TASK TO CARRY OUT: The listing is to be duplicated in full, exactly as written.

++++

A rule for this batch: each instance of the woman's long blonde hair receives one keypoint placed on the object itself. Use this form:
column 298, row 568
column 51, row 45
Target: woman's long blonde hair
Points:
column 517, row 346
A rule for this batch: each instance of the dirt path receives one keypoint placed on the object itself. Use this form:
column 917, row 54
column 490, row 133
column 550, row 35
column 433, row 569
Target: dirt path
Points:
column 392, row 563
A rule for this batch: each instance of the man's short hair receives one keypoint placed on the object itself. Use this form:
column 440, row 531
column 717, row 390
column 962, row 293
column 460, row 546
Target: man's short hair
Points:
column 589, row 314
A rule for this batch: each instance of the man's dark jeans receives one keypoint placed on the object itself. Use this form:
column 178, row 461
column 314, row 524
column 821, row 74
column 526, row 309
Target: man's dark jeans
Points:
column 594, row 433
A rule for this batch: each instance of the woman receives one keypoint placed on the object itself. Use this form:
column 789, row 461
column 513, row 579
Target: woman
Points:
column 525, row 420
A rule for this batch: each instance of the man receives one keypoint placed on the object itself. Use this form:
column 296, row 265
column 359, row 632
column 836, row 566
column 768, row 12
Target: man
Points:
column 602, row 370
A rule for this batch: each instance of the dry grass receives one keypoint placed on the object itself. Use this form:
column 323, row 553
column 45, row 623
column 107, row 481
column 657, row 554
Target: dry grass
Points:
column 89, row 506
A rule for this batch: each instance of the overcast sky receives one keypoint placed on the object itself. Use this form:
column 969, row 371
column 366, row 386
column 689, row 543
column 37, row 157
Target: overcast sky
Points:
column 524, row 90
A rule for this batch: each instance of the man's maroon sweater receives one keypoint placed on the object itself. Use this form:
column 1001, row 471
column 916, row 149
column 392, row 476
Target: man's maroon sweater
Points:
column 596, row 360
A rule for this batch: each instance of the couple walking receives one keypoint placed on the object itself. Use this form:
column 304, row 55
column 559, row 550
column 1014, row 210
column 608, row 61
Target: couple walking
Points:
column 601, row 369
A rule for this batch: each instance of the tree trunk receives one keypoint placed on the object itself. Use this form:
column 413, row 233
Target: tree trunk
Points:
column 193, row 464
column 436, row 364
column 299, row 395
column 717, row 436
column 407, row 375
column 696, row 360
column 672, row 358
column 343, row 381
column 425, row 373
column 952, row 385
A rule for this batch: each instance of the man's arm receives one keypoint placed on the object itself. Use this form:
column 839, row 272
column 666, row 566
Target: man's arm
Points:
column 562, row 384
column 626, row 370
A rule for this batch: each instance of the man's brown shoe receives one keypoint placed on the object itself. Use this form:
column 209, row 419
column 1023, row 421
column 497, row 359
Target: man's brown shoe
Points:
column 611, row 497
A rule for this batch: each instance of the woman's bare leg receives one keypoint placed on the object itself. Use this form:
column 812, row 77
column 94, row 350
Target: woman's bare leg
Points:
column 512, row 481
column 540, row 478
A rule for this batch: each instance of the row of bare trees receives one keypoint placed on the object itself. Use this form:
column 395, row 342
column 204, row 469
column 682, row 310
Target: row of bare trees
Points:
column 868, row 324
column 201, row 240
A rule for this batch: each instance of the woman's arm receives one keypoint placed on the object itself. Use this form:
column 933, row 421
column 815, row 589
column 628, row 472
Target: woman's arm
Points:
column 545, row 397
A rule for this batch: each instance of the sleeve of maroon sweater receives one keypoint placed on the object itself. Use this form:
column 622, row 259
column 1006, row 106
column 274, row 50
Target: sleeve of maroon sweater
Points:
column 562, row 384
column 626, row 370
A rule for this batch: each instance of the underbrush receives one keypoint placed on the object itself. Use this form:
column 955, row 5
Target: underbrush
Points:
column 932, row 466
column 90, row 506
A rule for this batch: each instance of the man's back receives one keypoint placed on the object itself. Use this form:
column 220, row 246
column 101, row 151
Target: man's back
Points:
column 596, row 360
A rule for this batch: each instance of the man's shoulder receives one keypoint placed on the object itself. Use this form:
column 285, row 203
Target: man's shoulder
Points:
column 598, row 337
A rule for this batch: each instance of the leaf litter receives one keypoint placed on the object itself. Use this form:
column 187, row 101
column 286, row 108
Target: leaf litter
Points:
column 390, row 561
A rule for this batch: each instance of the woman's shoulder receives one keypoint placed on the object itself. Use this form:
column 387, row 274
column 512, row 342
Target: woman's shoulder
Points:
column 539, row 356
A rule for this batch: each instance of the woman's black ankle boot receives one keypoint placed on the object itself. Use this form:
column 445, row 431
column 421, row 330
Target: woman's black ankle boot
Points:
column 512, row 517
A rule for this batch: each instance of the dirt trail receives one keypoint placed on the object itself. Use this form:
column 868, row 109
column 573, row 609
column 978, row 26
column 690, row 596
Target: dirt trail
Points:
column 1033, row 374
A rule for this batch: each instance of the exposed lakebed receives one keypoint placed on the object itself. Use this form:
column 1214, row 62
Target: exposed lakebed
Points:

++++

SOLUTION TO THE EXERCISE:
A rule for this batch: each instance of the woman's long blonde hair receives one keypoint placed on the object itself. Use this form:
column 298, row 568
column 51, row 45
Target: woman's long blonde hair
Points:
column 517, row 346
A rule for this batch: each instance of the dirt path receives one keypoint placed on the object itself. Use this form:
column 917, row 54
column 490, row 133
column 550, row 35
column 433, row 569
Target: dirt path
Points:
column 392, row 563
A rule for this batch: each instance of the man's short hair receives one keypoint placed on the object itself. Use this form:
column 440, row 531
column 717, row 390
column 962, row 293
column 460, row 546
Target: man's short hair
Points:
column 589, row 314
A rule for this batch: each instance of the man's dark jeans receives one keypoint placed on the object itself. Use this form:
column 178, row 461
column 314, row 524
column 821, row 74
column 526, row 309
Target: man's dark jeans
Points:
column 594, row 433
A rule for this batch: each instance of the woman receives one keypoint placed on the object itself. Use this form:
column 789, row 461
column 513, row 579
Target: woman
Points:
column 525, row 420
A rule for this batch: each instance of the man receives one keypoint placed on the object itself. Use this form:
column 296, row 265
column 359, row 632
column 836, row 566
column 768, row 12
Target: man
Points:
column 602, row 370
A rule for this batch: each instance of the dry grass receives one keypoint placed on the object itself. Use this form:
column 323, row 553
column 45, row 623
column 107, row 481
column 657, row 554
Target: dry grass
Points:
column 89, row 506
A rule for this batch: each instance of the overcast sky receives one keypoint placed on the object itself. Use this form:
column 969, row 371
column 366, row 386
column 689, row 543
column 37, row 157
Target: overcast sky
Points:
column 524, row 90
A rule for this batch: each instance of the man's maroon sweater receives one keypoint placed on the object itself. Use this form:
column 1001, row 471
column 916, row 149
column 392, row 476
Target: man's maroon sweater
Points:
column 596, row 360
A rule for this batch: each instance of the couple walking receives one keypoint placed on the object itself. Use this form:
column 304, row 55
column 559, row 550
column 1014, row 210
column 608, row 61
Target: couple walking
Points:
column 601, row 369
A rule for this batch: each instance of the tree trunk receives one keypoint placed on the object itself. Use this form:
column 413, row 233
Target: tree trunk
Points:
column 193, row 464
column 436, row 364
column 299, row 395
column 717, row 436
column 407, row 375
column 696, row 360
column 672, row 358
column 343, row 381
column 425, row 373
column 952, row 385
A rule for this batch: each instance of the man's arm receives one keypoint placed on the object itself. Use this form:
column 839, row 272
column 666, row 566
Target: man's arm
Points:
column 562, row 384
column 626, row 370
A rule for this batch: each instance of the man's brown shoe receives one keypoint placed on the object itself. Use this form:
column 209, row 419
column 1023, row 421
column 497, row 359
Target: man's brown shoe
Points:
column 611, row 497
A rule for this batch: each instance of the woman's bare leg receives one keypoint placed on the object itself. Use this form:
column 812, row 77
column 94, row 350
Target: woman's bare leg
Points:
column 512, row 481
column 540, row 478
A rule for this batch: each instance of the row of bare trees receives one keypoint placed on the object itself. Use this form:
column 395, row 342
column 204, row 469
column 682, row 310
Target: row of bare trees
Points:
column 868, row 324
column 201, row 240
A rule for this batch: each instance of the woman's arm receives one keypoint placed on the object itself. Use this form:
column 933, row 421
column 815, row 589
column 628, row 472
Target: woman's arm
Points:
column 545, row 397
A rule for this batch: each instance of the sleeve of maroon sweater receives one keypoint placed on the object itself. Use this form:
column 622, row 259
column 1006, row 106
column 274, row 50
Target: sleeve of maroon sweater
Points:
column 562, row 384
column 626, row 370
A rule for this batch: each instance of the underbrush receives one keypoint placed on the object itself. Use this form:
column 955, row 5
Target: underbrush
Points:
column 932, row 466
column 90, row 506
A rule for this batch: each instance of the man's back receives one keypoint placed on the object itself. Use this form:
column 220, row 246
column 101, row 151
Target: man's back
Points:
column 596, row 360
A rule for this batch: each instance of the man's shoulder receives one keypoint placed on the object itself. Use this form:
column 285, row 203
Target: man's shoulder
Points:
column 598, row 337
A rule for this batch: each instance of the leaf litter receives one keypoint placed on the object itself. Use this form:
column 187, row 101
column 286, row 108
Target: leaf litter
Points:
column 390, row 561
A rule for this batch: each instance of the woman's shoulder receives one keypoint placed on the object itself. Use this form:
column 387, row 274
column 512, row 342
Target: woman's shoulder
Points:
column 539, row 356
A rule for this batch: each instance of the woman's black ankle boot receives one keypoint placed on the object itself. Use this form:
column 445, row 431
column 421, row 330
Target: woman's black ankle boot
Points:
column 512, row 517
A rule for this batch: each instance of the dirt trail receives one keypoint placed on the object itself. Use this form:
column 868, row 109
column 573, row 609
column 978, row 26
column 690, row 596
Target: dirt trail
Points:
column 1033, row 374
A rule for this batch: each instance of the exposed lakebed receives one keypoint placed on the object itself. Use this form:
column 1214, row 62
Target: exposed lakebed
Points:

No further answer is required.